[EXERCISE DESCRIPTION]:
Pull out every entry below and reproduce each one verbatim, in the order given.

• • •

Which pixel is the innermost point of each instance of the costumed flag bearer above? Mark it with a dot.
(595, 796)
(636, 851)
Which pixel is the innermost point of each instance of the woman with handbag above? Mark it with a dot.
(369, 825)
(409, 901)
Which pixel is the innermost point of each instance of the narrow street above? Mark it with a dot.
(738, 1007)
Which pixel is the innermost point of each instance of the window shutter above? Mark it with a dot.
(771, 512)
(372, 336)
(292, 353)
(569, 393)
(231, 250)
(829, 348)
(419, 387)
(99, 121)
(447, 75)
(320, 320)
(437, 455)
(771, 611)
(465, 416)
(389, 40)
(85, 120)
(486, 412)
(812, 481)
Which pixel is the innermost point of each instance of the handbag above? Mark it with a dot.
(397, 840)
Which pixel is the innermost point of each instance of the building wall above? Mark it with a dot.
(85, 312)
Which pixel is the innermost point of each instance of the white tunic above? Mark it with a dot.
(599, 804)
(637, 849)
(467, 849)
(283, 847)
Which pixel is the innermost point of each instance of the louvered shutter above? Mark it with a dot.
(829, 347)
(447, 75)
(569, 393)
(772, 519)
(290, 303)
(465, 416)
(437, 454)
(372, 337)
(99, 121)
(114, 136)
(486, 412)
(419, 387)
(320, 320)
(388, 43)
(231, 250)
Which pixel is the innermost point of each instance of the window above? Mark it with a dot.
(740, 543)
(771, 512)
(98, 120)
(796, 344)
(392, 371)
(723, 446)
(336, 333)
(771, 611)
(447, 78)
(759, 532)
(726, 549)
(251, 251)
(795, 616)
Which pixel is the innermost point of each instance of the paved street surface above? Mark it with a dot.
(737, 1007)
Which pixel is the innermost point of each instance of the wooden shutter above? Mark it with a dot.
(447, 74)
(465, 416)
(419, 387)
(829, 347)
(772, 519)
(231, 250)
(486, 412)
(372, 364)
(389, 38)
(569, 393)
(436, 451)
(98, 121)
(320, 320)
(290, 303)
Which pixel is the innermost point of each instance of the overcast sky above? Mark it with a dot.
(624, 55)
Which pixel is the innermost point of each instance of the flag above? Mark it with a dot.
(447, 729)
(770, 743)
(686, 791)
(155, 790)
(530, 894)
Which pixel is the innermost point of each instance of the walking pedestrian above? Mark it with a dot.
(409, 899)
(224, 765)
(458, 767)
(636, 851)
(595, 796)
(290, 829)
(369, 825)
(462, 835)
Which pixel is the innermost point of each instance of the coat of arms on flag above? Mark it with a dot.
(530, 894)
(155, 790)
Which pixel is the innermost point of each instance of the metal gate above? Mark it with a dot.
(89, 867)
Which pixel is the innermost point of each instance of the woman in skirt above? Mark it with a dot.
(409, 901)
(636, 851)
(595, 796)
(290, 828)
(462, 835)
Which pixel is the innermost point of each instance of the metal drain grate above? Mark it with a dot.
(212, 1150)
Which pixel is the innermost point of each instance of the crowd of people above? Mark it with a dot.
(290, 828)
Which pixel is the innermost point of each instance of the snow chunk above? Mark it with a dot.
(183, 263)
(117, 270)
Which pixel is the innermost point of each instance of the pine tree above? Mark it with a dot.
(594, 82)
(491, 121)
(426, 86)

• • •

[SOLUTION TO THIS PROBLEM]:
Which pixel is the innermost point of each instance of the costumed flag bearer above? Mark it with a dot.
(595, 796)
(636, 851)
Which pixel is the innermost point of each instance of the woman with handbag above? Mark it with a dot.
(369, 825)
(409, 901)
Which pixel is the innermost point of each instance of the narrow street above? Mark it with a dot.
(738, 1007)
Which pixel is the innermost point of each instance of the window shutter above? Mark it with a dot.
(771, 512)
(372, 336)
(292, 353)
(569, 393)
(231, 250)
(829, 348)
(419, 387)
(99, 121)
(447, 75)
(320, 320)
(437, 455)
(771, 611)
(465, 416)
(389, 40)
(85, 120)
(486, 412)
(812, 481)
Which pixel is the innermost point of each instance of the handbag above? Mark it with a dot.
(397, 840)
Which pixel is the innermost point of each instance of the building wall above? Mark it with a dot.
(85, 312)
Which pixel is the innermost point of each instance of the white tunic above? Mark it with a dot.
(599, 804)
(637, 849)
(467, 849)
(283, 847)
Which pixel is the innermost point of each instance of the louvered shutter above? Mark it with a dot.
(829, 347)
(447, 75)
(569, 393)
(772, 519)
(290, 303)
(465, 416)
(437, 454)
(372, 337)
(99, 121)
(114, 136)
(486, 412)
(419, 387)
(320, 320)
(388, 43)
(231, 250)
Which pixel is the innermost point of each instance of the window above? Mark it with a dot.
(740, 543)
(771, 512)
(98, 120)
(796, 344)
(392, 371)
(723, 446)
(336, 333)
(771, 611)
(447, 78)
(759, 532)
(726, 549)
(251, 251)
(795, 616)
Which pixel is the innermost point of each instance of the paved street surface above? Mark it with a dot.
(737, 1007)
Which pixel is the innermost point of each instance of the wooden shutter above? Mark it with a dot.
(447, 74)
(465, 416)
(419, 387)
(829, 347)
(772, 519)
(231, 250)
(486, 412)
(372, 364)
(389, 38)
(569, 393)
(436, 451)
(98, 121)
(320, 320)
(290, 303)
Which pixel is the innermost point of each instance of the overcast sky above? Mark it with a dot.
(624, 55)
Which pixel is the innermost point of each instance of the flag above? Mark it with a dot.
(447, 729)
(770, 743)
(686, 791)
(155, 790)
(530, 894)
Which pixel is the innermost point of each instance of the walking pedestrian above? Mark it with a dot.
(409, 899)
(224, 765)
(458, 767)
(636, 851)
(595, 796)
(290, 829)
(369, 825)
(462, 835)
Which pixel is the innermost point of each instance of the coat of arms on flag above? Mark it with a dot.
(530, 894)
(155, 790)
Which pixel is the innermost point of each instance of the metal gate above? Mark it with a dot.
(89, 867)
Which pixel is the innermost point of each instance of the woman in skirt above? Mark it with a dot.
(409, 901)
(636, 851)
(595, 796)
(290, 828)
(462, 835)
Which pixel is the innermost point of each instance of the metal drain grate above? Mark it with a dot.
(212, 1150)
Which pixel is the innermost point of each instance of the crowd of people above? Mark it with a dot.
(290, 828)
Which pixel is the innermost point of each instance of the snow chunk above? Mark it with a dot.
(183, 263)
(117, 270)
Which pixel is the innermost point of each instance of the pine tree above? Mark it with a dot.
(594, 82)
(491, 121)
(426, 86)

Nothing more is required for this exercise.